Set down the whole listing verbatim.

### Available records ###

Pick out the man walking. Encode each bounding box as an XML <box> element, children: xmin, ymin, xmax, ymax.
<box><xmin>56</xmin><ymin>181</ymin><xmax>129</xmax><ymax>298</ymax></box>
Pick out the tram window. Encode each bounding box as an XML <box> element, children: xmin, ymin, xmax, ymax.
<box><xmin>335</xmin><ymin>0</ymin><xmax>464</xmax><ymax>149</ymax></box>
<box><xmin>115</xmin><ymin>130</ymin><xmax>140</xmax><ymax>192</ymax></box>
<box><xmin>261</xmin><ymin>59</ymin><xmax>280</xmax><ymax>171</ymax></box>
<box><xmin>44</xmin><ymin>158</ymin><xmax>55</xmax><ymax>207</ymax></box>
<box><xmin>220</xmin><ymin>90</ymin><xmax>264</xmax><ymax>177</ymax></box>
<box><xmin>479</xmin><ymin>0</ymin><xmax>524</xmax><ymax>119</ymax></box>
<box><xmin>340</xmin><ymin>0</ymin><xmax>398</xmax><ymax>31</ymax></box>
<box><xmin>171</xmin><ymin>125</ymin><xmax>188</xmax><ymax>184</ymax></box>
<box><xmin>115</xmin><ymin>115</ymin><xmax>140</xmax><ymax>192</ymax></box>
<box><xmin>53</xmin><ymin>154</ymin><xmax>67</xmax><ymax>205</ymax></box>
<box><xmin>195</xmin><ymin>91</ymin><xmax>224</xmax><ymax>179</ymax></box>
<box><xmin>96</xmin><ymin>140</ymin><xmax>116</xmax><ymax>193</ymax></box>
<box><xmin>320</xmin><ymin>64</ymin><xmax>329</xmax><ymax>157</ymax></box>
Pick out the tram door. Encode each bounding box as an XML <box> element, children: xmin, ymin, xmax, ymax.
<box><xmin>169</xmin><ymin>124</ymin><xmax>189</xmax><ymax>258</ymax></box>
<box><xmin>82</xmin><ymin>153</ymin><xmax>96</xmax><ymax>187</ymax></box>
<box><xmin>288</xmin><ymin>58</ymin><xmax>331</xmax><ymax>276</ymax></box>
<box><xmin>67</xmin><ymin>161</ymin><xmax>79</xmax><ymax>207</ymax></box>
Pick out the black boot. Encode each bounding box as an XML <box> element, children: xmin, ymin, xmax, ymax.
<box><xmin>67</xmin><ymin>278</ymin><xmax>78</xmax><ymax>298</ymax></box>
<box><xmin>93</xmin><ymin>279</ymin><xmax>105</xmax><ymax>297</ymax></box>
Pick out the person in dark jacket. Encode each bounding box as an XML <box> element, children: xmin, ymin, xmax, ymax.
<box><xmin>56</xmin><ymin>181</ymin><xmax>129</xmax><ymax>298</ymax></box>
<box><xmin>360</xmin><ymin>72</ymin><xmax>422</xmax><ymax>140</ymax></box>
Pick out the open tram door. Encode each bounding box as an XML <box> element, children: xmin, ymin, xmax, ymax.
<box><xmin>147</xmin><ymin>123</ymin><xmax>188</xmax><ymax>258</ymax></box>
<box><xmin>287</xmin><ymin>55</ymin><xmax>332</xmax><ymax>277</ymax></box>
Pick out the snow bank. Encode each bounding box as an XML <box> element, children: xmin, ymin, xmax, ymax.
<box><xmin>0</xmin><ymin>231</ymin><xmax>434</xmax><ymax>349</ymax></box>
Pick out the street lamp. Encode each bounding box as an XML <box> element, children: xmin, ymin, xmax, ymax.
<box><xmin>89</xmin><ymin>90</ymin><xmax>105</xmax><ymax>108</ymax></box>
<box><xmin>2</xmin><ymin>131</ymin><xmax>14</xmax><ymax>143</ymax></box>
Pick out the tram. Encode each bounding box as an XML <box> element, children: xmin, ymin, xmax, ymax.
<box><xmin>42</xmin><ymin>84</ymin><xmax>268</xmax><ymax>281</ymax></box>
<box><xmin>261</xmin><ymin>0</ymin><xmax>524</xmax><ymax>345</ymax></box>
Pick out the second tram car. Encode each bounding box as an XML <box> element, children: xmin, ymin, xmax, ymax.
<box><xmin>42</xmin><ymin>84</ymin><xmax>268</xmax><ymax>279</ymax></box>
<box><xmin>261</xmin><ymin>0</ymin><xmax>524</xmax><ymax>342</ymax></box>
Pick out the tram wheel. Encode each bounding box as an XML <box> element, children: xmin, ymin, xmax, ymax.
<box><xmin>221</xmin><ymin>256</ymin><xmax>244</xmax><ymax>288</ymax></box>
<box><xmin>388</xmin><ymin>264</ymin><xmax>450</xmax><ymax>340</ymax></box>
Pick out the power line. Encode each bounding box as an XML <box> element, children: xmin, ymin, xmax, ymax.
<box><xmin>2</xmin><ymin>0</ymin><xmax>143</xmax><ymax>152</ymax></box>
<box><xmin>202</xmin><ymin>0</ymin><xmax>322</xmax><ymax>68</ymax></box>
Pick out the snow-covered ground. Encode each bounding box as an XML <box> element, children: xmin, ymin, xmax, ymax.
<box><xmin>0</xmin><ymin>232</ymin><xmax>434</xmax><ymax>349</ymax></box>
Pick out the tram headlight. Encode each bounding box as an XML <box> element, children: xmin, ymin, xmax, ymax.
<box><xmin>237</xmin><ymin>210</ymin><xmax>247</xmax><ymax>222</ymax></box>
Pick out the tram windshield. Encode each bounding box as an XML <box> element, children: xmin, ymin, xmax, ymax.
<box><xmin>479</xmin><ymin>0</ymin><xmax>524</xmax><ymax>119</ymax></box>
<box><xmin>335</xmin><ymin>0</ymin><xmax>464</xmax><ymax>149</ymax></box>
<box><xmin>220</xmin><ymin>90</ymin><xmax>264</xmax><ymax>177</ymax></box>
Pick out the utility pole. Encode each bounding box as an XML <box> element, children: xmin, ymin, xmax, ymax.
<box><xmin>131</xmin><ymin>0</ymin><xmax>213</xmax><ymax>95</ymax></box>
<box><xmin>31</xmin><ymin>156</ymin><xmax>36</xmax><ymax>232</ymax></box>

###

- Full output:
Pick out the man walking. Encode each bounding box as an XML <box> element, children: xmin, ymin, xmax, ymax.
<box><xmin>56</xmin><ymin>181</ymin><xmax>129</xmax><ymax>298</ymax></box>
Pick out the tram window. Encode each bounding box as an XML <box> element, children: xmin, ymin, xmax, ymax.
<box><xmin>335</xmin><ymin>0</ymin><xmax>464</xmax><ymax>149</ymax></box>
<box><xmin>115</xmin><ymin>130</ymin><xmax>140</xmax><ymax>192</ymax></box>
<box><xmin>261</xmin><ymin>59</ymin><xmax>280</xmax><ymax>171</ymax></box>
<box><xmin>44</xmin><ymin>158</ymin><xmax>55</xmax><ymax>207</ymax></box>
<box><xmin>220</xmin><ymin>90</ymin><xmax>264</xmax><ymax>177</ymax></box>
<box><xmin>479</xmin><ymin>0</ymin><xmax>524</xmax><ymax>119</ymax></box>
<box><xmin>340</xmin><ymin>0</ymin><xmax>398</xmax><ymax>31</ymax></box>
<box><xmin>171</xmin><ymin>125</ymin><xmax>188</xmax><ymax>184</ymax></box>
<box><xmin>115</xmin><ymin>115</ymin><xmax>140</xmax><ymax>192</ymax></box>
<box><xmin>53</xmin><ymin>154</ymin><xmax>67</xmax><ymax>205</ymax></box>
<box><xmin>195</xmin><ymin>91</ymin><xmax>224</xmax><ymax>179</ymax></box>
<box><xmin>96</xmin><ymin>140</ymin><xmax>116</xmax><ymax>193</ymax></box>
<box><xmin>320</xmin><ymin>64</ymin><xmax>329</xmax><ymax>157</ymax></box>
Pick out the tram door. Encode each bounding box as an XML <box> element, children: xmin, ymin, xmax, ymax.
<box><xmin>169</xmin><ymin>124</ymin><xmax>189</xmax><ymax>258</ymax></box>
<box><xmin>82</xmin><ymin>153</ymin><xmax>96</xmax><ymax>187</ymax></box>
<box><xmin>288</xmin><ymin>58</ymin><xmax>331</xmax><ymax>276</ymax></box>
<box><xmin>67</xmin><ymin>161</ymin><xmax>79</xmax><ymax>207</ymax></box>
Pick out the black boot. Encode each bounding box as an XML <box> element, children: xmin, ymin, xmax, ymax.
<box><xmin>67</xmin><ymin>278</ymin><xmax>78</xmax><ymax>298</ymax></box>
<box><xmin>93</xmin><ymin>279</ymin><xmax>105</xmax><ymax>297</ymax></box>
Pick out the person in dark jacket. Encode each bounding box as an XML <box> element, children: xmin, ymin, xmax, ymax.
<box><xmin>56</xmin><ymin>181</ymin><xmax>129</xmax><ymax>298</ymax></box>
<box><xmin>360</xmin><ymin>72</ymin><xmax>422</xmax><ymax>140</ymax></box>
Pick out the open tram door. Encode each bounding box as an XML <box> element, children: xmin, ymin, xmax, ymax.
<box><xmin>147</xmin><ymin>123</ymin><xmax>188</xmax><ymax>258</ymax></box>
<box><xmin>287</xmin><ymin>55</ymin><xmax>332</xmax><ymax>277</ymax></box>
Pick out the snow bank. Encode each bounding box as an XML <box> element, children: xmin, ymin, xmax, ymax.
<box><xmin>0</xmin><ymin>231</ymin><xmax>434</xmax><ymax>349</ymax></box>
Pick out the street lamp. Encode each bounding box as an XML <box> element, children: xmin, ymin, xmax, ymax.
<box><xmin>89</xmin><ymin>90</ymin><xmax>105</xmax><ymax>108</ymax></box>
<box><xmin>2</xmin><ymin>131</ymin><xmax>14</xmax><ymax>143</ymax></box>
Pick out the tram. Encode each bounding box as an XML <box> element, children: xmin, ymin, xmax, ymax.
<box><xmin>42</xmin><ymin>84</ymin><xmax>268</xmax><ymax>281</ymax></box>
<box><xmin>261</xmin><ymin>0</ymin><xmax>524</xmax><ymax>345</ymax></box>
Pick out the second tram car. Encode each bounding box as an XML <box> element, children: xmin, ymin, xmax, ymax.
<box><xmin>42</xmin><ymin>84</ymin><xmax>268</xmax><ymax>279</ymax></box>
<box><xmin>261</xmin><ymin>0</ymin><xmax>524</xmax><ymax>342</ymax></box>
Pick out the tram wheel. Encode each bounding box as an XML <box> element, children: xmin, ymin, xmax, ymax.
<box><xmin>221</xmin><ymin>256</ymin><xmax>244</xmax><ymax>288</ymax></box>
<box><xmin>388</xmin><ymin>264</ymin><xmax>450</xmax><ymax>340</ymax></box>
Pick out the power line. Encode each bounding box as an XML <box> element, children: xmin, ymin, xmax, ymax.
<box><xmin>2</xmin><ymin>0</ymin><xmax>143</xmax><ymax>152</ymax></box>
<box><xmin>202</xmin><ymin>0</ymin><xmax>322</xmax><ymax>68</ymax></box>
Pick out the snow-covered ground. Encode each bounding box as an XML <box> element, children: xmin, ymin, xmax, ymax.
<box><xmin>0</xmin><ymin>232</ymin><xmax>434</xmax><ymax>349</ymax></box>
Pick out the tram headlight. Encode each bounding box as an XML <box> element, children: xmin, ymin, xmax, ymax.
<box><xmin>237</xmin><ymin>210</ymin><xmax>247</xmax><ymax>222</ymax></box>
Pick out the tram windshield. Encode each bounding box as an XML <box> element, children: xmin, ymin, xmax, ymax.
<box><xmin>479</xmin><ymin>0</ymin><xmax>524</xmax><ymax>119</ymax></box>
<box><xmin>335</xmin><ymin>0</ymin><xmax>464</xmax><ymax>149</ymax></box>
<box><xmin>220</xmin><ymin>90</ymin><xmax>264</xmax><ymax>177</ymax></box>
Pick out the utility pole. Encode each bounding box as an XML <box> element, children: xmin, ymin, xmax, ymax.
<box><xmin>131</xmin><ymin>0</ymin><xmax>213</xmax><ymax>95</ymax></box>
<box><xmin>31</xmin><ymin>156</ymin><xmax>36</xmax><ymax>232</ymax></box>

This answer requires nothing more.